(Requirement):
Beneath this task are records; print exactly the stretch of them from the line with "target | white sock" through the line with "target | red t-shirt", both ends included.

(Input data):

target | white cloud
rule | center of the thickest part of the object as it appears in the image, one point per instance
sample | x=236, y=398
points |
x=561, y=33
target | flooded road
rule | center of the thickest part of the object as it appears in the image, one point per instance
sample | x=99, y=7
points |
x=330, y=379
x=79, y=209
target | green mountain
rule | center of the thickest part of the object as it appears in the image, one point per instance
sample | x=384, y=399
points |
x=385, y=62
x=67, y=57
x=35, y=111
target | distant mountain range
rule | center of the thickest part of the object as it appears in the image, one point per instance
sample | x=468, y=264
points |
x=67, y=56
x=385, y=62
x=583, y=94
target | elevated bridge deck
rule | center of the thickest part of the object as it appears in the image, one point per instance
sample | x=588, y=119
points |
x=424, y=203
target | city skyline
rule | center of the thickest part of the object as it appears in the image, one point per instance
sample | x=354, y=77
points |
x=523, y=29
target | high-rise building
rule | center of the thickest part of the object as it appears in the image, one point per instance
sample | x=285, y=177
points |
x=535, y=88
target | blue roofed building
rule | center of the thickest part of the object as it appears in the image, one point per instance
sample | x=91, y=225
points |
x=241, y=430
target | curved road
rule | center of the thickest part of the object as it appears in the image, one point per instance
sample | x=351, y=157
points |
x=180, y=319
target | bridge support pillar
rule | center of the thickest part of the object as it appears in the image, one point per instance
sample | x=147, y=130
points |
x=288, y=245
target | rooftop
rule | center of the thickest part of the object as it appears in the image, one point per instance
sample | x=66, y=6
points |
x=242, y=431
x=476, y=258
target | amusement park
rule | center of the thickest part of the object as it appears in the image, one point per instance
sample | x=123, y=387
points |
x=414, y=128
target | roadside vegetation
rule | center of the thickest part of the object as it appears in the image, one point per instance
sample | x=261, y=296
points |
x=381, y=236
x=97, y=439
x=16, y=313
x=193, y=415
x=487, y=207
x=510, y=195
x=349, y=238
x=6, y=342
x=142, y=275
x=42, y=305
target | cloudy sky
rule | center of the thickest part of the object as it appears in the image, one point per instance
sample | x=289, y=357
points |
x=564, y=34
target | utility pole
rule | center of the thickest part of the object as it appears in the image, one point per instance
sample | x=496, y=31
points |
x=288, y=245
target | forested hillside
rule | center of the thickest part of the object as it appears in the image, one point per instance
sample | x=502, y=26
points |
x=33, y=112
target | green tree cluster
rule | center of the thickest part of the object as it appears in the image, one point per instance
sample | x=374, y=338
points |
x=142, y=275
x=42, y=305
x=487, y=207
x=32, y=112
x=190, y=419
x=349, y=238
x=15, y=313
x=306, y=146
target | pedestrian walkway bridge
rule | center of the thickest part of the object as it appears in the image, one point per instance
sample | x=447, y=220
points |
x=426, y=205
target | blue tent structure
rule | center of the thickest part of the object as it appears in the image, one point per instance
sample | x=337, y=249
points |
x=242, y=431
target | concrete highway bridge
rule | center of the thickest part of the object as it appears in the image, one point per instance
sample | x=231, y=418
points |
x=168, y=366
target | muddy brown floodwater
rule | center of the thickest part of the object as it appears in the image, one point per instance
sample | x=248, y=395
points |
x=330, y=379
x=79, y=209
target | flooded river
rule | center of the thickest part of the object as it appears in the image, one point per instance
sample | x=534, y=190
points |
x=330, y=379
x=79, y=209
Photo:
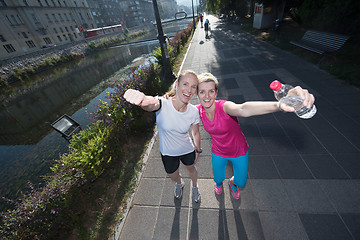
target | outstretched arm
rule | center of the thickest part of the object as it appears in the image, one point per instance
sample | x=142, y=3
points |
x=148, y=103
x=249, y=109
x=195, y=131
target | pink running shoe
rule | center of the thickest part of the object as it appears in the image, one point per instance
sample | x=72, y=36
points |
x=234, y=190
x=218, y=190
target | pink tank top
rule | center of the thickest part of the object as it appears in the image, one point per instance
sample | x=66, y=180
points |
x=227, y=138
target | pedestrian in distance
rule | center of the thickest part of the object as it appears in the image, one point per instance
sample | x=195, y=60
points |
x=175, y=116
x=219, y=118
x=206, y=27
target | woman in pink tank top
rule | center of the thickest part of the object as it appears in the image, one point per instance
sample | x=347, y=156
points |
x=228, y=141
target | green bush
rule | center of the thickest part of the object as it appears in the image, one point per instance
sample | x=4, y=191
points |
x=331, y=15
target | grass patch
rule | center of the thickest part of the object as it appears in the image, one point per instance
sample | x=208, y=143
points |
x=345, y=65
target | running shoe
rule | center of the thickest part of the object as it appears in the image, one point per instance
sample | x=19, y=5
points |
x=218, y=190
x=234, y=190
x=196, y=194
x=178, y=189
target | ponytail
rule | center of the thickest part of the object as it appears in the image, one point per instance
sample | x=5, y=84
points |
x=172, y=91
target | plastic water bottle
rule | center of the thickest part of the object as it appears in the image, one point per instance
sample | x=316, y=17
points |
x=280, y=93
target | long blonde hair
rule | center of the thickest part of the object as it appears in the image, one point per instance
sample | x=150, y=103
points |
x=172, y=91
x=208, y=77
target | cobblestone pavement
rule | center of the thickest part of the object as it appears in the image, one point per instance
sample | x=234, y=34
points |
x=303, y=179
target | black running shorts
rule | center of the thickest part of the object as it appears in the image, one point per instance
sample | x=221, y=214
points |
x=171, y=163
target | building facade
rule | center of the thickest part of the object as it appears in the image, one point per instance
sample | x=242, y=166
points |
x=137, y=12
x=29, y=25
x=107, y=12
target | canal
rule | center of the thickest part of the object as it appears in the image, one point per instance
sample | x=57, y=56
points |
x=28, y=144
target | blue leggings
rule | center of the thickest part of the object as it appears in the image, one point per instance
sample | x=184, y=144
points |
x=240, y=168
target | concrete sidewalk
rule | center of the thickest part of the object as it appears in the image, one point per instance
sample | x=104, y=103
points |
x=303, y=174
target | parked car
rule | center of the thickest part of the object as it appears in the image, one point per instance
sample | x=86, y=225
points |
x=48, y=45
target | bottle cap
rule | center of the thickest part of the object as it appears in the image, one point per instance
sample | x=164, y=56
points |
x=275, y=85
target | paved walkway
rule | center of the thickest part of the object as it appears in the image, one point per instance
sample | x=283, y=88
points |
x=303, y=174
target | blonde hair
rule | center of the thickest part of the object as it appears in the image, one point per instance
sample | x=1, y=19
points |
x=208, y=77
x=172, y=91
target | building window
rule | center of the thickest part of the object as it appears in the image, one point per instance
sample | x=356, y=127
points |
x=47, y=40
x=30, y=44
x=48, y=18
x=3, y=3
x=42, y=31
x=61, y=19
x=34, y=18
x=14, y=19
x=20, y=20
x=54, y=17
x=9, y=48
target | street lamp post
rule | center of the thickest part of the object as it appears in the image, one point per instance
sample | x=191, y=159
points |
x=192, y=4
x=168, y=74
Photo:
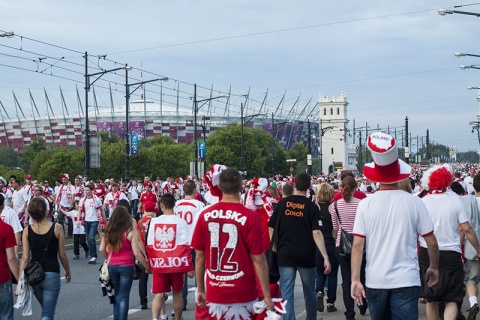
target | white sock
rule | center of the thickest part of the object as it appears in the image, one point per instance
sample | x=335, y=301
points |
x=473, y=300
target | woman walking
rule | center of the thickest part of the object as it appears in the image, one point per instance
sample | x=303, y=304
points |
x=343, y=217
x=120, y=245
x=324, y=198
x=44, y=242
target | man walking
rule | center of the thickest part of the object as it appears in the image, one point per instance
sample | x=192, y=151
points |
x=390, y=220
x=298, y=235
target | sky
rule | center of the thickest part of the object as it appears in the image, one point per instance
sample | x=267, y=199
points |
x=392, y=58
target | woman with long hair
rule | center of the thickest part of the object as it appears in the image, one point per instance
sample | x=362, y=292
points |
x=343, y=214
x=324, y=198
x=120, y=245
x=44, y=242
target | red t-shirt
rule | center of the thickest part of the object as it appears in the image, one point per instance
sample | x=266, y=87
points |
x=145, y=197
x=7, y=240
x=356, y=194
x=229, y=233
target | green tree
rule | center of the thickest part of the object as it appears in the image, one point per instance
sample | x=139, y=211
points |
x=30, y=152
x=8, y=157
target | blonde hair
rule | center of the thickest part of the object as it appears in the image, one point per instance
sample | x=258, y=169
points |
x=325, y=193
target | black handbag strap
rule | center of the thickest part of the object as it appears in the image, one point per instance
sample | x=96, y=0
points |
x=52, y=228
x=338, y=216
x=275, y=230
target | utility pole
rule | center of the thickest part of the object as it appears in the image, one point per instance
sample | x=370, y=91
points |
x=407, y=149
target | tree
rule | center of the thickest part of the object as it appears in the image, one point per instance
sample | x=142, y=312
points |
x=30, y=152
x=8, y=157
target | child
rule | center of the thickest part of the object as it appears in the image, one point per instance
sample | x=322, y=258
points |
x=78, y=230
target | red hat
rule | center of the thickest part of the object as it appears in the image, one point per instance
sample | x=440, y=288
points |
x=148, y=184
x=386, y=167
x=150, y=206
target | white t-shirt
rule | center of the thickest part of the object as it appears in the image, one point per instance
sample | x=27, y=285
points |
x=10, y=217
x=19, y=197
x=91, y=206
x=446, y=211
x=188, y=210
x=76, y=229
x=390, y=221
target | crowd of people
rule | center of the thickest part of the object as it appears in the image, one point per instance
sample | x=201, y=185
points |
x=395, y=232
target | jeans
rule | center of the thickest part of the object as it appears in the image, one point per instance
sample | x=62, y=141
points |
x=6, y=301
x=47, y=293
x=332, y=277
x=143, y=288
x=393, y=304
x=90, y=231
x=122, y=279
x=287, y=286
x=345, y=269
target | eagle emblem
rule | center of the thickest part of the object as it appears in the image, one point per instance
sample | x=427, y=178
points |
x=165, y=237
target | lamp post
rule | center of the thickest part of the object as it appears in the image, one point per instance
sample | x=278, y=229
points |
x=274, y=130
x=195, y=112
x=128, y=93
x=444, y=12
x=242, y=121
x=322, y=133
x=88, y=85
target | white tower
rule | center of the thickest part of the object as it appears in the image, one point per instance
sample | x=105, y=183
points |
x=333, y=132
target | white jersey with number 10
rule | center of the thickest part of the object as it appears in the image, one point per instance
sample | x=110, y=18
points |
x=188, y=210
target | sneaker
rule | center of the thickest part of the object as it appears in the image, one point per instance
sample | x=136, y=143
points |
x=320, y=306
x=331, y=307
x=472, y=312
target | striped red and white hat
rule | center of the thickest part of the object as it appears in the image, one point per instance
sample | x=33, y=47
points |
x=386, y=167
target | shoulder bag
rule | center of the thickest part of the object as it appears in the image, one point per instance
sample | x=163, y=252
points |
x=34, y=271
x=104, y=274
x=346, y=239
x=273, y=271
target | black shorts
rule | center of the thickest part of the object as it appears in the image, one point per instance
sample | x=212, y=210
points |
x=450, y=283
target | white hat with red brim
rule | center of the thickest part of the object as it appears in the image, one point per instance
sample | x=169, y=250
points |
x=386, y=167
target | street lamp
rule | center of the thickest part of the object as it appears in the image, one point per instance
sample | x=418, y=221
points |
x=195, y=112
x=444, y=12
x=88, y=85
x=274, y=130
x=462, y=67
x=128, y=93
x=242, y=120
x=460, y=54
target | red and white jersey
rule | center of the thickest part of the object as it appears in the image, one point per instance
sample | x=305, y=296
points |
x=188, y=210
x=10, y=217
x=228, y=234
x=170, y=188
x=28, y=188
x=90, y=207
x=65, y=195
x=147, y=196
x=100, y=192
x=168, y=247
x=79, y=192
x=111, y=199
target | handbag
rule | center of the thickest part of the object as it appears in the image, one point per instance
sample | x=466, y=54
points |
x=104, y=274
x=346, y=239
x=273, y=271
x=34, y=271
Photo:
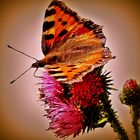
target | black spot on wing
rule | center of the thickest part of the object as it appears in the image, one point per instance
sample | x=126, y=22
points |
x=50, y=12
x=60, y=19
x=63, y=32
x=64, y=23
x=48, y=25
x=49, y=36
x=65, y=9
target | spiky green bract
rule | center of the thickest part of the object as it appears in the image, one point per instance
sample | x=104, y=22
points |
x=130, y=95
x=95, y=116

(Written answer):
target | white sock
rule | center of the thickest part of the object as it appears in the image, one point per instance
sample | x=335, y=301
points |
x=473, y=300
target | woman walking
rule | center of the thickest part of the object as it appears in the image, one point per instance
sample | x=303, y=304
points |
x=343, y=217
x=120, y=245
x=324, y=198
x=44, y=242
target | man walking
rule | center of the thickest part of the object as it appears in the image, one point per instance
sample | x=192, y=151
points |
x=390, y=220
x=298, y=235
target | sky
rule | center of the thickest part of the object as it appears in the image, one point per instance
sample | x=267, y=199
points |
x=392, y=58
target | woman with long hair
rule | center of the thickest part of the object as it appears in the image, one point per instance
sample | x=362, y=292
points |
x=343, y=214
x=324, y=198
x=120, y=245
x=44, y=242
target | red t-shirt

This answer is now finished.